▶ **Your objective**
Transcribe word for word the part of the rows that opens with the line containing "In this exercise you will annotate each instance of the yellow" and closes with the line containing "In this exercise you will annotate each instance of the thin", both of those lines included. Leave the pictures out of your transcription.

▶ **Records to use**
#####

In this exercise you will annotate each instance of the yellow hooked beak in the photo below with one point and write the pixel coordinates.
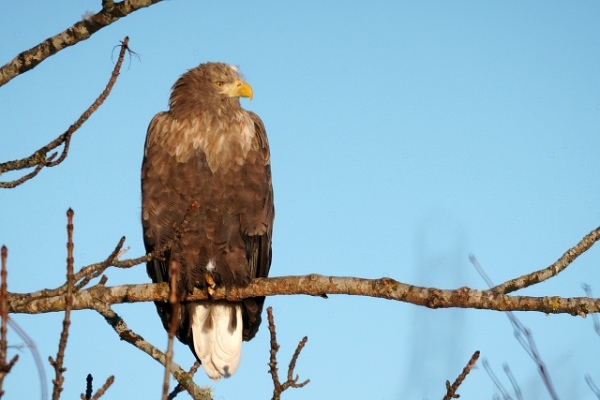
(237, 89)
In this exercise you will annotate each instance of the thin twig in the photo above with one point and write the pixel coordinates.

#####

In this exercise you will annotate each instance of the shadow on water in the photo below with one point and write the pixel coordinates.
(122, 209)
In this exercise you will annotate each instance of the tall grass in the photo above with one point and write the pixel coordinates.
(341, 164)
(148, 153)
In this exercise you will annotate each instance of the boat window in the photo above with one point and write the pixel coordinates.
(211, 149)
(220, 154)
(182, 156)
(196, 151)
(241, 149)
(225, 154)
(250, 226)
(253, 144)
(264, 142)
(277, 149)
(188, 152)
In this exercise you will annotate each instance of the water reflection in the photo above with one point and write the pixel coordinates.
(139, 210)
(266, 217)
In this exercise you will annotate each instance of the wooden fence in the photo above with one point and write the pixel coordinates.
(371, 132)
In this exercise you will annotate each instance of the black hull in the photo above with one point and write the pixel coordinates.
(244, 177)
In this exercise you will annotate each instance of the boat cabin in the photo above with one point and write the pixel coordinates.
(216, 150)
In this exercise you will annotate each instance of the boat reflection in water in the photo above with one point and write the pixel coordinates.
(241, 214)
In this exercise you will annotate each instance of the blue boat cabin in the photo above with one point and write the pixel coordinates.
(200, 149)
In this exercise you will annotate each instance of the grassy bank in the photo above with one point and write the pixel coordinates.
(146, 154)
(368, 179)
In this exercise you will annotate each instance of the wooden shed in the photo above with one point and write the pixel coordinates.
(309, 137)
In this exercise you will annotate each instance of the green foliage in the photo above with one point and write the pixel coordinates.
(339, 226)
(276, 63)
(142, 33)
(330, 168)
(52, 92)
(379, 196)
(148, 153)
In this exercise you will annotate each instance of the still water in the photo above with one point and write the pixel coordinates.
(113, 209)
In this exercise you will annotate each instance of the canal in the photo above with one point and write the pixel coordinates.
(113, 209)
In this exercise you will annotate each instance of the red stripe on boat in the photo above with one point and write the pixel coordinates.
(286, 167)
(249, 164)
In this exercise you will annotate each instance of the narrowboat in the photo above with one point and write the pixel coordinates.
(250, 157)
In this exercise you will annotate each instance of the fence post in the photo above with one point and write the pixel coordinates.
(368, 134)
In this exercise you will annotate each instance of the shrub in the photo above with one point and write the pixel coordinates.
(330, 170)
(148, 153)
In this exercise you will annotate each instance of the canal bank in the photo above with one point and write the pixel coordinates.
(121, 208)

#####

▶ **Expected answer**
In this exercise you will annotate each instance of the yellow hooked beak in the photo below with one point and write the pixel coordinates.
(237, 89)
In this exercise you will annotate each instance of the thin twig in the photo above with one point and write the pixel coordinates.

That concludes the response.